Exercise details: Only the lines from the one with "Can you see the text policia" through the end of the data are wanted, copied exactly.

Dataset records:

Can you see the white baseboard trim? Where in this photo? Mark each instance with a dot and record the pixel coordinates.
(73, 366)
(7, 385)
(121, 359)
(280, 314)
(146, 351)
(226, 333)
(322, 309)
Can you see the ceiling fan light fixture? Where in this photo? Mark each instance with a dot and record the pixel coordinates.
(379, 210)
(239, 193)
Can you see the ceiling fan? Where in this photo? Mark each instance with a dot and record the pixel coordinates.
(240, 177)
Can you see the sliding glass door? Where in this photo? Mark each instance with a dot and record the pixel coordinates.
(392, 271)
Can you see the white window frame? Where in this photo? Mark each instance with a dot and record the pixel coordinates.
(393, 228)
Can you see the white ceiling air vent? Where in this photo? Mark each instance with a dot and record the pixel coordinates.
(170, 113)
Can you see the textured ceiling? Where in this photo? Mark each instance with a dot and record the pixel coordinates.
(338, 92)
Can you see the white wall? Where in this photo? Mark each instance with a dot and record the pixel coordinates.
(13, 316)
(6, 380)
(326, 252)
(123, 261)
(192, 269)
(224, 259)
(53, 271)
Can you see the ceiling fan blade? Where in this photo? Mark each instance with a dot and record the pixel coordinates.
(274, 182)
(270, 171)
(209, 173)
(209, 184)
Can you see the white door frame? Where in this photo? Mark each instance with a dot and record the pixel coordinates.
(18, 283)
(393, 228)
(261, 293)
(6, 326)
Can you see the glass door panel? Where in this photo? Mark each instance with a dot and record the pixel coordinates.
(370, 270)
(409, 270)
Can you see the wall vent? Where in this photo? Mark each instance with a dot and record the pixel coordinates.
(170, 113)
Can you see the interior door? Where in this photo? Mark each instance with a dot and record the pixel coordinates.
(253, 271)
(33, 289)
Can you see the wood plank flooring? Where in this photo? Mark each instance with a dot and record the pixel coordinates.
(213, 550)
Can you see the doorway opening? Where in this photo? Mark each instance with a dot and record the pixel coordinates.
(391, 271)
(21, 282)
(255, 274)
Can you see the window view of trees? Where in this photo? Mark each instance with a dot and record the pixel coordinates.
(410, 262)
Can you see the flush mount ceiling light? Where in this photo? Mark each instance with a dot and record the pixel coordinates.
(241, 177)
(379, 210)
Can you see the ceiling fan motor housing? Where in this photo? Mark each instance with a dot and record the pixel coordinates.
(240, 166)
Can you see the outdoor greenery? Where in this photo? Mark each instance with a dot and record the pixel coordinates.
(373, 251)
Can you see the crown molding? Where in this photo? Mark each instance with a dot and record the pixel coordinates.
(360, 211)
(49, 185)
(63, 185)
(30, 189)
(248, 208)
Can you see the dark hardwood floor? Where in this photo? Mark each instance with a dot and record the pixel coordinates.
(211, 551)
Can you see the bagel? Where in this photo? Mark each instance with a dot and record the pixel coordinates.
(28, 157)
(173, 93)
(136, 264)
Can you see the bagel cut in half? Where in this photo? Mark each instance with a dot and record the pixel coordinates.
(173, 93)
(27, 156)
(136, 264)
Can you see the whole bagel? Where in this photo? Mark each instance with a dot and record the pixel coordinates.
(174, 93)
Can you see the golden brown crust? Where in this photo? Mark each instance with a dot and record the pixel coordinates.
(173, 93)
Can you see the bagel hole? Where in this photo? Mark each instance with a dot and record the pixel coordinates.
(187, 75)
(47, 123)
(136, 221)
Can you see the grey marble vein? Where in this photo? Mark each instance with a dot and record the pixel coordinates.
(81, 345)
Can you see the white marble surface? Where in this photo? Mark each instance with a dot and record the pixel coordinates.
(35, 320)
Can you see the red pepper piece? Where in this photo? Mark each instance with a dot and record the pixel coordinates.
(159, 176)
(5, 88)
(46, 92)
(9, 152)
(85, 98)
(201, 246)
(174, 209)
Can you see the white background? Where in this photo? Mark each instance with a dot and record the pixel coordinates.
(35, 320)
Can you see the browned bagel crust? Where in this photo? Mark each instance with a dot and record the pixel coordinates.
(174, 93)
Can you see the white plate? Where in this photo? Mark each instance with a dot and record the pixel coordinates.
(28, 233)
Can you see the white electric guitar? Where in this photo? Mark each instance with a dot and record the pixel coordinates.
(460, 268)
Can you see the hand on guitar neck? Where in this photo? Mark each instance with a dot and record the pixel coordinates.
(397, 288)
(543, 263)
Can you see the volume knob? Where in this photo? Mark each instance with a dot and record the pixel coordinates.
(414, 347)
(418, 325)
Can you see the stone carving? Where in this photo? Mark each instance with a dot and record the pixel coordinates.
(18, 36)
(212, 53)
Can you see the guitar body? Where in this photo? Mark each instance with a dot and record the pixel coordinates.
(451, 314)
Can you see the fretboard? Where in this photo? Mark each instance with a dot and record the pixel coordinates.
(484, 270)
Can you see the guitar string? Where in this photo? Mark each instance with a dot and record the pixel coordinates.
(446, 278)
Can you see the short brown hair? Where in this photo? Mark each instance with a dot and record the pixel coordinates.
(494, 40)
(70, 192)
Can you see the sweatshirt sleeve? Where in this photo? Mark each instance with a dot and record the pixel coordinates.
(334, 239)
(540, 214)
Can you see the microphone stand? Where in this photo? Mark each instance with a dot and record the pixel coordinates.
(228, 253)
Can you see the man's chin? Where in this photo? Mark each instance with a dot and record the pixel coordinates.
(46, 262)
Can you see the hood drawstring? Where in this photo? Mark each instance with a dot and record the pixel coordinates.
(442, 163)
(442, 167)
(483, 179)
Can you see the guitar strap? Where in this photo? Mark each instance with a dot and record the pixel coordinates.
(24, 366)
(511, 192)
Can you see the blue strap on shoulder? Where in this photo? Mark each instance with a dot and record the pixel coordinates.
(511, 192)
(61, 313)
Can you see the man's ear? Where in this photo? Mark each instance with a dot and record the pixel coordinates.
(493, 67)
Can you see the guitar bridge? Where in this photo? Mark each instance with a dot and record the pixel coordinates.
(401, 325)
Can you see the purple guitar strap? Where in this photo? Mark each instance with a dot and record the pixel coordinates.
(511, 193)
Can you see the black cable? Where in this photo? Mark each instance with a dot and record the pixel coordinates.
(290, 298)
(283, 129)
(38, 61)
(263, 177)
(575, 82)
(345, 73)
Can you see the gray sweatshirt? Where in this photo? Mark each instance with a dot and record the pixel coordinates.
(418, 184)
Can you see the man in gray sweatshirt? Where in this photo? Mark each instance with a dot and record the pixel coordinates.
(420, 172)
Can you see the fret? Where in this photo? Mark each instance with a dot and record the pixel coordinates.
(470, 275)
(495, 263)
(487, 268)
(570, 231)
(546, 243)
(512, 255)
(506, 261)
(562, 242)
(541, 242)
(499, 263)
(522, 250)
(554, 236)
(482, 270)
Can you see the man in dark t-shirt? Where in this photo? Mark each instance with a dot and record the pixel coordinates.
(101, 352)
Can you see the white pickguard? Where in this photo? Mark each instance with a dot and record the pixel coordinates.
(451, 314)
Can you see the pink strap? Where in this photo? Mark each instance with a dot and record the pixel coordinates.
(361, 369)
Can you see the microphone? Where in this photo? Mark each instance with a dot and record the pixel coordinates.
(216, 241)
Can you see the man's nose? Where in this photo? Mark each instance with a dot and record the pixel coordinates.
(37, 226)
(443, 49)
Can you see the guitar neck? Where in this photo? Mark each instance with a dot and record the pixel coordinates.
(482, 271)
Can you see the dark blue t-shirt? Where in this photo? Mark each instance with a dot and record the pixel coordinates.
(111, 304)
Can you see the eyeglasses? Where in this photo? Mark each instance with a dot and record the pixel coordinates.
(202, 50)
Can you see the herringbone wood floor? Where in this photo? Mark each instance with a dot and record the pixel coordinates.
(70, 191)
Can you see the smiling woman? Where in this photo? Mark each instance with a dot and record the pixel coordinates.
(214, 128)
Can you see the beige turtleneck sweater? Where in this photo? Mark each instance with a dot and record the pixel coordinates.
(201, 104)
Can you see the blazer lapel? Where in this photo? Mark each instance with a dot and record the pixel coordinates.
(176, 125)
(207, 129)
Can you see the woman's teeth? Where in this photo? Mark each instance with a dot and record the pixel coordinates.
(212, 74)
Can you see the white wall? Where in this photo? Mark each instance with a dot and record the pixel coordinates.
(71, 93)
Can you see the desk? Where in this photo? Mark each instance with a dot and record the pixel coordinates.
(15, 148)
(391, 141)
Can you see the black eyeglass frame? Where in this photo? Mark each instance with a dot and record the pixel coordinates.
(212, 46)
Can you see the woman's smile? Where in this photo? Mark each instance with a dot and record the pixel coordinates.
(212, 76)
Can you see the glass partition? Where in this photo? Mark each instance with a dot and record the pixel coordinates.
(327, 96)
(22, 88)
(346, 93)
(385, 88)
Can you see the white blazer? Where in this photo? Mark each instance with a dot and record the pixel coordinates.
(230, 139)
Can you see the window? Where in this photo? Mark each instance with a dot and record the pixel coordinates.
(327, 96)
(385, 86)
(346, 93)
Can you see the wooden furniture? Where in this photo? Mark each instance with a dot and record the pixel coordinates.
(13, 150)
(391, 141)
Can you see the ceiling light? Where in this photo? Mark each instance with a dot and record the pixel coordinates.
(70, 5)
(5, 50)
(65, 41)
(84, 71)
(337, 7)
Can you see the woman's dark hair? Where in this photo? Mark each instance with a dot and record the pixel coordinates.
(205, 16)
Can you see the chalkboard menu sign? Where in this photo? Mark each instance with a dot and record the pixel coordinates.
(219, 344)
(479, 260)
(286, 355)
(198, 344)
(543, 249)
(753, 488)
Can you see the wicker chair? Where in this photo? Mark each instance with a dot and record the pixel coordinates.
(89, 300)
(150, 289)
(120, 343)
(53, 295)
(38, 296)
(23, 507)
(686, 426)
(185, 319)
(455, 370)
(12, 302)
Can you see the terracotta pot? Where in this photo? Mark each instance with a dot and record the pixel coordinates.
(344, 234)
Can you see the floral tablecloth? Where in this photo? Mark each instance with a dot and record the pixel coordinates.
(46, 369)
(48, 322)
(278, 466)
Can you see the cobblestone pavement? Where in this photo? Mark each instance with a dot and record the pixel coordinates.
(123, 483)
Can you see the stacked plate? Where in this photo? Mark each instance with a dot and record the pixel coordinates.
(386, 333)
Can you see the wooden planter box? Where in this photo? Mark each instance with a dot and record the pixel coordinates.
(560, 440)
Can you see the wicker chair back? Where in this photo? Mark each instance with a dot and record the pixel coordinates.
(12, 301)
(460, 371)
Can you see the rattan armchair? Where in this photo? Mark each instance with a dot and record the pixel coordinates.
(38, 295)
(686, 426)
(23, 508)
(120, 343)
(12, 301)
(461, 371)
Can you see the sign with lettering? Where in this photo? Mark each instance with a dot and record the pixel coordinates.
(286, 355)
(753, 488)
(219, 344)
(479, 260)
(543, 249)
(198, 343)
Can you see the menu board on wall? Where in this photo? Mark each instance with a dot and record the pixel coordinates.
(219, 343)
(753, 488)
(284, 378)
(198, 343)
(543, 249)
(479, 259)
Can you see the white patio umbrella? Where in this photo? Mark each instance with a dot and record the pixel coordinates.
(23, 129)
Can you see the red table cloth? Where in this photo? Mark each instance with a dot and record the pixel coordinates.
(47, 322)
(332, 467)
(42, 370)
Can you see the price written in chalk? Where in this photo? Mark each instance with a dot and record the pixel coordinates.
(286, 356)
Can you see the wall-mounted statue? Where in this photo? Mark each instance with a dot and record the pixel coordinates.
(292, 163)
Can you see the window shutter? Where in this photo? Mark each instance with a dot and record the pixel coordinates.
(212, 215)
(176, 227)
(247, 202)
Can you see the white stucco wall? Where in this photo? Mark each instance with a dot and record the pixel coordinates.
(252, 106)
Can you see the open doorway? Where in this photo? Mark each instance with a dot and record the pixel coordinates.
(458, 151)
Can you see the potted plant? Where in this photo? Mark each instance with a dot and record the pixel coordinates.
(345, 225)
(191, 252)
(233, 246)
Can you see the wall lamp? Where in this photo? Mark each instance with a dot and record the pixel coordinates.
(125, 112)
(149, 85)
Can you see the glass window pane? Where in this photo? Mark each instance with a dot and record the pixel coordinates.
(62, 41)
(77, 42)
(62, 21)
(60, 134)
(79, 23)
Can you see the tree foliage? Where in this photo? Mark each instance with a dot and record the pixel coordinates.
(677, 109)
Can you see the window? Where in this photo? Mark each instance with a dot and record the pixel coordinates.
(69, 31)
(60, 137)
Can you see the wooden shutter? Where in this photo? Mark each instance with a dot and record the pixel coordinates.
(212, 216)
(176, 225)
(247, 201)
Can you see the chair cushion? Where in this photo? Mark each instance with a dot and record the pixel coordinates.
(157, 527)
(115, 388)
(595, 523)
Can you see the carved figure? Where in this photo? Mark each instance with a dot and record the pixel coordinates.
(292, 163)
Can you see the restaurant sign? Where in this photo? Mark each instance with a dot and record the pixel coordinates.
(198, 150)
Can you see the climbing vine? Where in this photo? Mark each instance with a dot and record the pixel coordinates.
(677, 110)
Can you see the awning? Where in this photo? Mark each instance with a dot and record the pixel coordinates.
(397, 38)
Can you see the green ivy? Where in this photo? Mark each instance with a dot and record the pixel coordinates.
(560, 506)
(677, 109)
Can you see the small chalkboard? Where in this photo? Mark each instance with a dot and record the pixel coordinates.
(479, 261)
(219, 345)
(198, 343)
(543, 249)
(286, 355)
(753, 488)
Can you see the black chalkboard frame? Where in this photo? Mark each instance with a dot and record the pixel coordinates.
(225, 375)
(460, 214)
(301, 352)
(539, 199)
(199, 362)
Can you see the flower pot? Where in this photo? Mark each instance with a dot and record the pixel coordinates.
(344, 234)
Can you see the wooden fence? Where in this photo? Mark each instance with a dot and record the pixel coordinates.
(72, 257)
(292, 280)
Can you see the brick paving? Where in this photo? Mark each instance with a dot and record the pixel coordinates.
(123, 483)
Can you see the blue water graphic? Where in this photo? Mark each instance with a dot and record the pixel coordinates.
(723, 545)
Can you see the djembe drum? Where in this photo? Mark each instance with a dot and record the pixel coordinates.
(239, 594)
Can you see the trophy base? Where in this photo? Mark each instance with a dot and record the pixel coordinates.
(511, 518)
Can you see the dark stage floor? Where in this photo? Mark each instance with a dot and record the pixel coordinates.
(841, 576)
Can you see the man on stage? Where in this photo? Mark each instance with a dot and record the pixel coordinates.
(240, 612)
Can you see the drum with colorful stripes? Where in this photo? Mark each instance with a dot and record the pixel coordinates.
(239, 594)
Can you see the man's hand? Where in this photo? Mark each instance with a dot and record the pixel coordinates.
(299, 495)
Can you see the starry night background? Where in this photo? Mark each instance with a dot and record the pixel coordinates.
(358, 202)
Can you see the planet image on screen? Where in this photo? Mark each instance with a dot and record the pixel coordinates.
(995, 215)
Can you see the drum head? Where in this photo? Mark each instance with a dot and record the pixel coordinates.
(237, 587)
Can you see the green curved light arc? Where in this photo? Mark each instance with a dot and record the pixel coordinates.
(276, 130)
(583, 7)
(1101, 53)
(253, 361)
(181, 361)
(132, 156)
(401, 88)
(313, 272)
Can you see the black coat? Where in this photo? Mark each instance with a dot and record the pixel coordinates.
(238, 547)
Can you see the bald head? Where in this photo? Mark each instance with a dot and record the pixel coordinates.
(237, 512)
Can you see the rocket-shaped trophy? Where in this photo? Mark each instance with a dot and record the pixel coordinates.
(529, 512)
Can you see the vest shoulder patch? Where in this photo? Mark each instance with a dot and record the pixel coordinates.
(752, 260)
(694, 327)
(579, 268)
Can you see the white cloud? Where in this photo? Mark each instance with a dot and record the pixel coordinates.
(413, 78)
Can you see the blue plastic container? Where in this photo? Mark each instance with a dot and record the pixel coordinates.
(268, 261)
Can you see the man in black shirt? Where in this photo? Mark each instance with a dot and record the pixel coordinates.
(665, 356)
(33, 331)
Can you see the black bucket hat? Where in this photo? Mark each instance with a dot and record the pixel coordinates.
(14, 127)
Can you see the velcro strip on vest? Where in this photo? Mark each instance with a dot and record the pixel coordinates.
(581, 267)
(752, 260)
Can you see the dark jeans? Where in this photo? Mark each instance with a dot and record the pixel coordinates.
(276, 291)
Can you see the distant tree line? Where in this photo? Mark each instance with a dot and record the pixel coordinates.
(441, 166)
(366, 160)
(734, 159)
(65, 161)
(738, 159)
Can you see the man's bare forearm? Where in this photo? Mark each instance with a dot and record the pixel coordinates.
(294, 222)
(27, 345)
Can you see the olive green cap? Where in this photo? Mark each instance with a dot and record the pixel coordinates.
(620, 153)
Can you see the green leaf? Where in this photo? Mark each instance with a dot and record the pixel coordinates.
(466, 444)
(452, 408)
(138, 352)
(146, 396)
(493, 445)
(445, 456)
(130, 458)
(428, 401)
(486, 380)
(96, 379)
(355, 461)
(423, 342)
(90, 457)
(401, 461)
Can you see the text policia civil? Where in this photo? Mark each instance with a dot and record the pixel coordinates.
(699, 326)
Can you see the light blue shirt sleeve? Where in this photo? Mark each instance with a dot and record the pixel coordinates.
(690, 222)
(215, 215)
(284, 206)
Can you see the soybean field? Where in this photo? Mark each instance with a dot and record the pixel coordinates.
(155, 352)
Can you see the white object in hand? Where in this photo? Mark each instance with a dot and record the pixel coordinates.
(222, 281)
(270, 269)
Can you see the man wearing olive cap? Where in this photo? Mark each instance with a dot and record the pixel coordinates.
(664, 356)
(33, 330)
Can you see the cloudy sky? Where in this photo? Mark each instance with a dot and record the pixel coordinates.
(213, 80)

Written solution:
Can you see the text policia civil? Where in this photo? Mark each instance with a dot and record the pixel coordinates.
(699, 326)
Can you see the light blue shirt sleeve? Where in this photo? Mark each instance with a dot and record the pixel coordinates.
(690, 222)
(215, 215)
(284, 206)
Can you see the soybean field? Where in this photo? Mark each instance with a dot and record the pixel coordinates.
(155, 352)
Can you see the white object in hand? Where in this photo? Mark each instance with a dot and record the pixel coordinates.
(222, 281)
(270, 269)
Can you see the man wearing olive cap? Where in this photo? Mark each instance with a dot and record the pixel coordinates.
(664, 356)
(33, 330)
Can you see the cloudy sky? Where in this photo? Mark each instance with a dot and record the pixel coordinates.
(213, 80)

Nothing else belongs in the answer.